### OBJECTIF:
Comptez les lignes des items ci-dessous où figure la chaîne « brick », puis indiquez seulement ce nombre.

### DONNÉES EXTRAITES:
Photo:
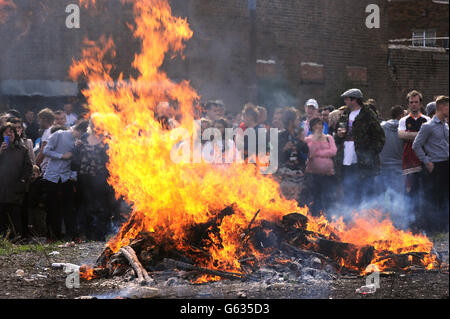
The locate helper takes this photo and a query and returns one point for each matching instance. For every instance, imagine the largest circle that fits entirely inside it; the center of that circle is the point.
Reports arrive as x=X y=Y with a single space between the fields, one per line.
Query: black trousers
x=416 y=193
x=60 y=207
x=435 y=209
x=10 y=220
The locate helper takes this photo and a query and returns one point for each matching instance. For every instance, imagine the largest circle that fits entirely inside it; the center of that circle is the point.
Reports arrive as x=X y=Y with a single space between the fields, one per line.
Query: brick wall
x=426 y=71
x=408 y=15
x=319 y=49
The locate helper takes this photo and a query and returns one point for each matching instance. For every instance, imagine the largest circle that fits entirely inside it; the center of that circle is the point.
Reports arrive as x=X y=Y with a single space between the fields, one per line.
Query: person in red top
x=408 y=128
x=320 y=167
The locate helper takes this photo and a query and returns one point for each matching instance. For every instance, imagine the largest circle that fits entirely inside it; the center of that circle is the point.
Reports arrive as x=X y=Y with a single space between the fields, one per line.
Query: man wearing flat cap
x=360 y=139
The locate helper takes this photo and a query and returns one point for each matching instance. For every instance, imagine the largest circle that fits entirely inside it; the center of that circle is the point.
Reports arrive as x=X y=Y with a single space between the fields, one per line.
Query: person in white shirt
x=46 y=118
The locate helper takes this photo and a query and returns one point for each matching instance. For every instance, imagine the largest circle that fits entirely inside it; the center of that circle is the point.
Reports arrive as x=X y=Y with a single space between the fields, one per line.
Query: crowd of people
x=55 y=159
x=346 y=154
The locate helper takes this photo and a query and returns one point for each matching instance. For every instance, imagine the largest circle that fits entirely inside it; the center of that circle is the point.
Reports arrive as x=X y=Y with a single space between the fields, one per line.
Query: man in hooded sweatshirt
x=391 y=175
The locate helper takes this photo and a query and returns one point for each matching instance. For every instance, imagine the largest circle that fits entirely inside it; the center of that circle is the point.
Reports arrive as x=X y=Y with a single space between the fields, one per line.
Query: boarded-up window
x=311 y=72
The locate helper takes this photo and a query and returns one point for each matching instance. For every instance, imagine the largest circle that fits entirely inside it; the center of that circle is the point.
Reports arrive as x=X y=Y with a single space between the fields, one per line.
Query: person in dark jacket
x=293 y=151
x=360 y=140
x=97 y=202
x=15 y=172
---
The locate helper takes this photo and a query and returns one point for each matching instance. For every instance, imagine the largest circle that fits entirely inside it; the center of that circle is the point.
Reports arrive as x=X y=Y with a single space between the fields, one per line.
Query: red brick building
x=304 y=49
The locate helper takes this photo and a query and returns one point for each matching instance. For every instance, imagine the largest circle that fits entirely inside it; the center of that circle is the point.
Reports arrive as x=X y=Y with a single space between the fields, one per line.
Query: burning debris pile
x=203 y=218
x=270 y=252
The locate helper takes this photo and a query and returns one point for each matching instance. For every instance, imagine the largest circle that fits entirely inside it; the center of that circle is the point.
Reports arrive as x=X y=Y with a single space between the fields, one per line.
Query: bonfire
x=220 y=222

### RÉSULTAT OBTENU:
2